» Excerpted passage:

##############################

While demographic information by zip code is in `demo`:

In [None]:
head(demo)

### Goal: 
Airbnb was originally meant for home sharing, but there are hosts with more than 20 listings. These are more like commercial hotels without regulation than home sharing. We would like to identify such users and see what their impact is on the airbnb ecosystem.

### Step 1:
`host_id` is a unique identifier for host. `id` is a unique identifier for each listing. 

Create a new table called `hosts` where each row contains a unique `host_id`. There should be a variable called `num_listings` which contains the number of unique listings (or `id`s) that host has, and a variable `mean_review` which contains the mean `review_scores_value` for that host.

### Step 2: 

Using the `hosts` dataset, write code to calculate:

* What percentage of hosts have 5 or more listings?
* What percentage of the total listings do these "5-or-more" hosts control?
 

In [None]:
# Hint: Create a new variable that tracks whether a host is a "5-or-more" host
# or not, then group by this variable and summarize.



Create a plot of boxplots, where the x-axis is `num_listings`, and the y-axis is `mean_review`.

##############################

» Exercise requirements: Return the part of the Airbnb exercise starting with "Create a new table" and going on through "for that host.", word for word.

» Given information:
##############################

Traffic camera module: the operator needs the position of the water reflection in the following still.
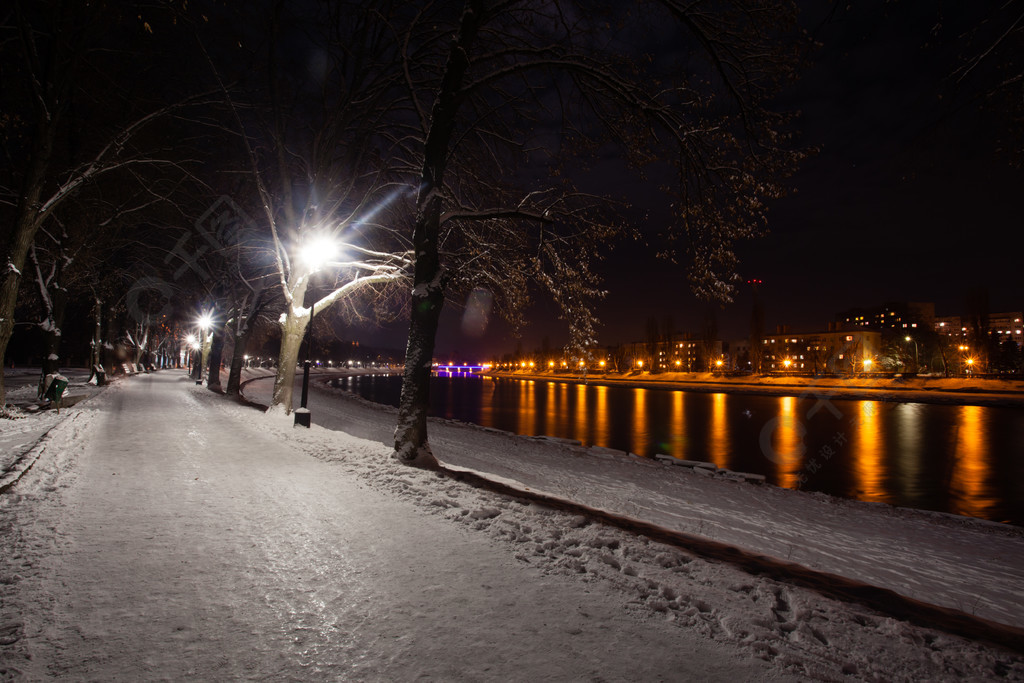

##############################

» Solution to the problem:
Create a new table called `hosts` where each row contains a unique `host_id`. There should be a variable called `num_listings` which contains the number of unique listings (or `id`s) that host has, and a variable `mean_review` which contains the mean `review_scores_value` for that host.